--- Seitenauszug ---

Rekordausgaben und leere Betten
In diesem Jahr werden die Krankenhausausgaben der gesetzlichen Krankenkassen erstmals an der 100-Milliarden-Euro-Grenze kratzen. Das entspricht einem Drittel der gesamten Ausgaben der GKV. Gleichzeitig ist die Auslastung der Krankenhausbetten auf rund 70 Prozent gefallen. Dieses Missverhältnis unterstreicht den Reformbedarf. „Für eine gute und bedarfsgerechte Versorgung der Patientinnen und Patienten stehen den Krankenhäusern sogar Rekordbeträge zur Verfügung. Es braucht aber nicht einfach immer mehr, vielmehr müssen“, so Stoff-Ahnis, „die Gelder zielgenauer, sprich am Versorgungsbedarf der Menschen orientiert, ausgegeben werden.“
Staatsaufgaben nicht von GKV finanzieren lassen
Auf- und Umbau von Krankenhäusern sind originäre Aufgaben des Staates und zuvorderst der Bundesländer. Die Finanzierung der Behandlungen und Operationen ist hingegen die Aufgabe der Krankenkassen. Während die Krankenkassen ihrer Finanzverantwortung mit Jahr für Jahr steigenden Milliardenbeträgen voll nachkommen, haben die Bundesländer die Kliniken bei der Investitionsfinanzierung hängen gelassen. „Es ist absolut inakzeptabel, den Beitragszahlenden der gesetzlichen Krankenkassen eine 25-Milliarden-Euro-Rechnung zu schicken, damit sie für den Staat und die Privatversicherten den Löwenanteil des Krankenhausumbaus finanzieren. Staatliche Aufgaben müssen vom Staat, sprich über Steuermittel, finanziert werden“, so Stoff-Ahnis.
Sozialpolitische Verteilungswirkung beachten
Es gibt einen zentralen sozialpolitischen Unterschied, ob die Krankenkassen aus ihren Beiträgen etwas finanzieren oder der Bund aus Steuergeldern. Wenn die gesetzlichen Krankenkassen etwas finanzieren, dann wird dies aus den Beiträgen der 58 Millionen Mitglieder (die 16 Millionen Familienmitglieder sind beitragsfrei mitversichert) und von deren Arbeitgebern finanziert. Dabei zahlen Gutverdienende nur bis zur Höhe der Beitragsbemessungsgrenze von 5.175 Euro. Wer 10.000 oder 15.000 Euro im Monat verdient, zahlt also nicht mehr als jemand, der 6.000 Euro verdient.

--- Gezeigtes Material ---

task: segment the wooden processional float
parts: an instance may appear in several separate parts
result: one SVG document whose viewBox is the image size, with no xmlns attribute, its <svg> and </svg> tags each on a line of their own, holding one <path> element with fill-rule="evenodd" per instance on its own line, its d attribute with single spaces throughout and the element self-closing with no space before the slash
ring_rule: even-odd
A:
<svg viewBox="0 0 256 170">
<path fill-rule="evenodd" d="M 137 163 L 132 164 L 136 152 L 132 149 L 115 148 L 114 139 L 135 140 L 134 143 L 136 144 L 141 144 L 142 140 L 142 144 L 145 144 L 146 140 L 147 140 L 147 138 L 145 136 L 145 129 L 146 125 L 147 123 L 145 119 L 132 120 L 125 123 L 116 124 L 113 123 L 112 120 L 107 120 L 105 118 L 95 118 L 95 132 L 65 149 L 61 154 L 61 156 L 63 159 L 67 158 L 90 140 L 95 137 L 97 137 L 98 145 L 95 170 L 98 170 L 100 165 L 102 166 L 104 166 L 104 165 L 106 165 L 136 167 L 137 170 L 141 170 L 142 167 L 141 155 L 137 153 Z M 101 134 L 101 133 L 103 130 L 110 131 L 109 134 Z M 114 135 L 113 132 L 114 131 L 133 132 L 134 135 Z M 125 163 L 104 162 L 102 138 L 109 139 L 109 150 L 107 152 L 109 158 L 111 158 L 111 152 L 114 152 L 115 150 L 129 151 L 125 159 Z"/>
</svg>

---

Aufgabe A. Gib aus dem Seitenauszug über die Krankenhausfinanzierung den Abschnitt von „Sozialpolitische Verteilungswirkung beachten“ bis „6.000 Euro verdient.“ wortgetreu wieder.
Aufgabe B.
Beantworte anhand des Seitenauszugs über die Krankenhausfinanzierung diese Fragen:
(i) Auf wie viel Prozent ist die Auslastung der Krankenhausbetten gefallen?
(ii) Wie hoch ist die Rechnung, die laut Stoff-Ahnis den Beitragszahlenden geschickt werden soll?
(iii) Bis zu welcher Beitragsbemessungsgrenze zahlen Gutverdienende Beiträge?

Endgültige Antwort A.
Sozialpolitische Verteilungswirkung beachten
Es gibt einen zentralen sozialpolitischen Unterschied, ob die Krankenkassen aus ihren Beiträgen etwas finanzieren oder der Bund aus Steuergeldern. Wenn die gesetzlichen Krankenkassen etwas finanzieren, dann wird dies aus den Beiträgen der 58 Millionen Mitglieder (die 16 Millionen Familienmitglieder sind beitragsfrei mitversichert) und von deren Arbeitgebern finanziert. Dabei zahlen Gutverdienende nur bis zur Höhe der Beitragsbemessungsgrenze von 5.175 Euro. Wer 10.000 oder 15.000 Euro im Monat verdient, zahlt also nicht mehr als jemand, der 6.000 Euro verdient.

Endgültige Antwort B.
(i) Auf rund 70 Prozent.
(ii) 25 Milliarden Euro.
(iii) Bis 5.175 Euro.